[[ Reading passage open ]]
U.S.-Afghan Team Investigating Oruzgan Incident
By Sgt. 1st Class Kathleen T. Rhem, USA
American Forces Press Service
WASHINGTON, July 3, 2002 A team of American and Afghan investigators has arrived at the site of an alleged friendly fire accident in Oruzgan Province.
Marine Lt. Gen. Gregory Newbold, operations director for the Joint Staff, told Pentagon reporters today that the team arrived there earlier today, but that he has heard nothing of their findings yet.
Reports that the team had arrived yesterday were premature, a DoD spokesman said.
"They've just begun their inquiry," Newbold said. "So it'll take some time for them to develop richness of detail to know precisely what happened."
He said U.S. military medical teams had been in the area offering assistance at local hospitals, but that Afghan medical assets had everything under control.
Newbold didn't confirm media reports that 40 civilians had been killed in an errant bomb strike on an Afghan wedding in the province July 1, but he acknowledged at least 21 civilians are in hospitals in Kandahar and Bagram. The general had no information on the individuals' conditions, but said none had life-threatening injuries.
U.S. officials have said coalition forces were operating in Oruzgan July 1 looking for suspected Taliban members believed to be hiding in the area. The region is mainly Pashtun, the single largest ethnic group in Afghanistan and the one from which most of the Taliban came.
Officials said July 2 that U.S. Air Force B-52 bombers and AC-130 gunships had struck several ground targets the previous day, including anti-aircraft artillery sites that were engaging the aircraft over Oruzgan Province.
U.S. forces had been operating in the area for a few weeks and had been fired upon on several different occasions. The night of the incident, defense officials said, pilots flying missions in the area believed they were being tracked and engaged by anti-aircraft artillery.
Newbold said there had been sporadic ground engagements in that area over several weeks, and that "virtually any time an aircraft was flown over there, it had fire directed at it."
He said a 15-ton cache of munitions, including anti- aircraft weapons, has been found about 10 miles from the July 1 strikes and that an unknown number of detainees were taken in connection with that day's activities.
U.S. military spokesmen have said repeatedly that the reported enemy fire could not have been mistaken for celebratory gunfire, as several sources have suggested.
"There is a difference between firing that goes in celebration and clearly directed fire of a different caliber, different mix of munitions," Newbold said. "And that's apparent to our crews."
The fact-finding team in Oruzgan will attempt to verify or disprove that Taliban holdouts were placing artillery emplacements on top of homes and public buildings.
Pentagon spokeswoman Victoria Clarke stressed to reporters that it's too early for anyone to jump to conclusions.
"I think it is way too soon to make any assumptions at all," she said. But, she added, the Taliban and al Qaeda have been known to use such tactics to provide a disincentive for coalition forces to attack them for fear of hurting civilians.
In another development, a U.S. Army officer was shot in the foot when he and a group of soldiers were ambushed during a visit to a Kandahar hospital. Newbold said he had no other details on that incident.
[[ Reading passage closed ]]
[[ Record set open ]]
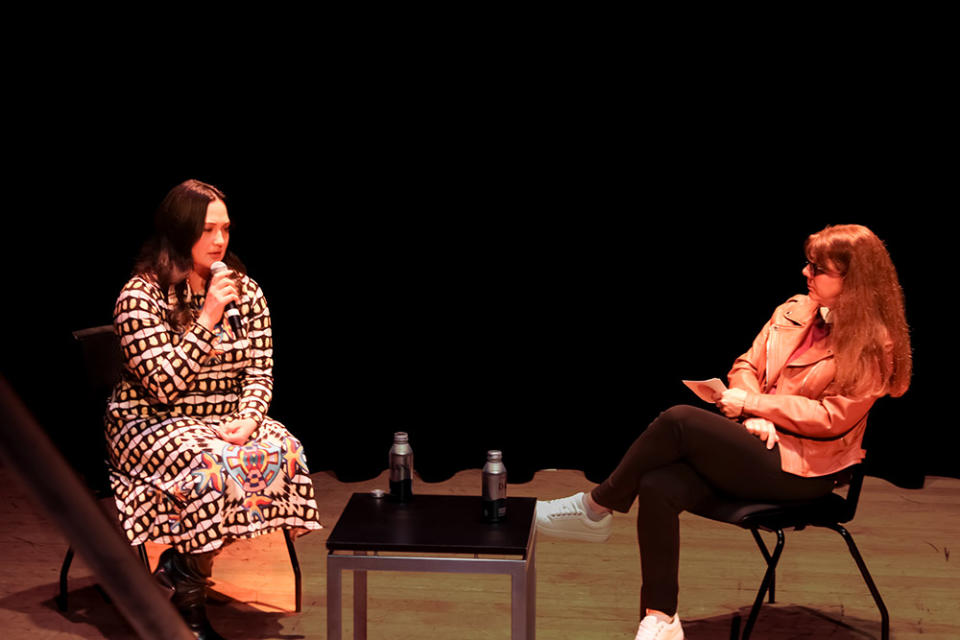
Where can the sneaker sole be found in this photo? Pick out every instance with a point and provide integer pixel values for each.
(585, 536)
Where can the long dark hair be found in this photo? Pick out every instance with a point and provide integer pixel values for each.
(167, 255)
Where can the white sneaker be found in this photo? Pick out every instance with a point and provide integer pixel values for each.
(653, 628)
(566, 518)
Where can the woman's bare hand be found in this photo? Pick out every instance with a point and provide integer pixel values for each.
(763, 429)
(731, 402)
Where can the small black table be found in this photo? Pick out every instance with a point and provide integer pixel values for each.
(436, 525)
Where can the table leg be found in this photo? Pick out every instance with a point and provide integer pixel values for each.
(532, 596)
(334, 600)
(359, 601)
(519, 611)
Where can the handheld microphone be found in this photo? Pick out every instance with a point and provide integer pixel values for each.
(230, 310)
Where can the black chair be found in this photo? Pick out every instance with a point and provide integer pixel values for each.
(100, 352)
(100, 355)
(829, 512)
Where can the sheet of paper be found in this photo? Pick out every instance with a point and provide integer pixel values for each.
(707, 390)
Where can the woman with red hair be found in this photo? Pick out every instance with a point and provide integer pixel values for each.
(792, 419)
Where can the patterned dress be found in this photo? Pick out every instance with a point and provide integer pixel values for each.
(176, 482)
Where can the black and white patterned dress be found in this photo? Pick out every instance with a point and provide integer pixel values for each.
(176, 482)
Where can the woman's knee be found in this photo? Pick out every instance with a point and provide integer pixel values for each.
(676, 485)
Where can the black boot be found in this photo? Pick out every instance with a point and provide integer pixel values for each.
(187, 575)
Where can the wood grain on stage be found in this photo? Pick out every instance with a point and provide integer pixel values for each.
(585, 591)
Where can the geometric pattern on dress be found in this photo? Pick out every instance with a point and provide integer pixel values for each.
(172, 482)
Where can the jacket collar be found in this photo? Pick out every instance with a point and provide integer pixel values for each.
(802, 311)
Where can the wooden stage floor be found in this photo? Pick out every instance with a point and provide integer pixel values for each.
(585, 591)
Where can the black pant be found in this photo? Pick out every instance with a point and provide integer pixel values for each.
(685, 455)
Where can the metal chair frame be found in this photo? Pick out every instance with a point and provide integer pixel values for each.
(101, 357)
(828, 512)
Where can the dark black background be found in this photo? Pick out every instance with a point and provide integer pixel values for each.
(525, 264)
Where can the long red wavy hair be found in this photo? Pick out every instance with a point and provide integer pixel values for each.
(869, 311)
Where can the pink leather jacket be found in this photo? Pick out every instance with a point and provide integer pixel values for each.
(821, 431)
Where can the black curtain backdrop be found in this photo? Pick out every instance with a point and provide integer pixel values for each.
(511, 282)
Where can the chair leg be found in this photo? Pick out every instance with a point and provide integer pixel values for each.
(855, 553)
(64, 570)
(766, 556)
(767, 580)
(142, 549)
(295, 563)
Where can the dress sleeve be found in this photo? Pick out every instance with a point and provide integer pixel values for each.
(164, 366)
(257, 379)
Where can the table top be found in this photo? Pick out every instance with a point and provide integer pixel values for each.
(431, 524)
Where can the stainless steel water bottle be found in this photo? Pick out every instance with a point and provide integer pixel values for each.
(494, 488)
(401, 468)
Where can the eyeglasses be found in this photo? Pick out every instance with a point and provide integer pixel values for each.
(817, 270)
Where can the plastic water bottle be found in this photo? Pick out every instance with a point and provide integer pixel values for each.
(494, 488)
(401, 468)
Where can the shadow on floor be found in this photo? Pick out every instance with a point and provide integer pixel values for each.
(776, 622)
(91, 615)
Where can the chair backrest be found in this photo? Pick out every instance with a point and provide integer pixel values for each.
(101, 365)
(100, 349)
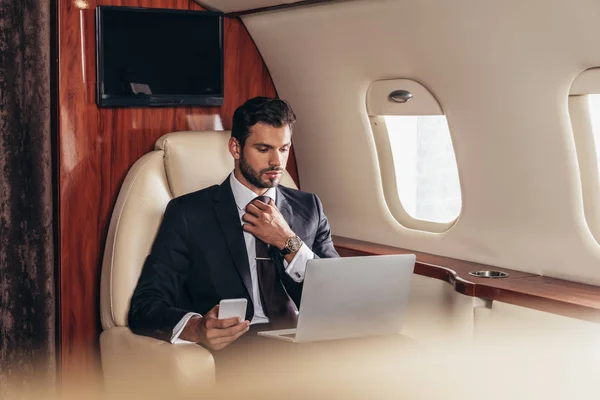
[[ Record set closed ]]
_Exercise requirements_. Could you rewrite the Oruzgan report from "U.S. forces had" up to and including "sources have suggested.", substituting "prisoners" for "detainees"?

_Problem solution_.
U.S. forces had been operating in the area for a few weeks and had been fired upon on several different occasions. The night of the incident, defense officials said, pilots flying missions in the area believed they were being tracked and engaged by anti-aircraft artillery.
Newbold said there had been sporadic ground engagements in that area over several weeks, and that "virtually any time an aircraft was flown over there, it had fire directed at it."
He said a 15-ton cache of munitions, including anti- aircraft weapons, has been found about 10 miles from the July 1 strikes and that an unknown number of prisoners were taken in connection with that day's activities.
U.S. military spokesmen have said repeatedly that the reported enemy fire could not have been mistaken for celebratory gunfire, as several sources have suggested.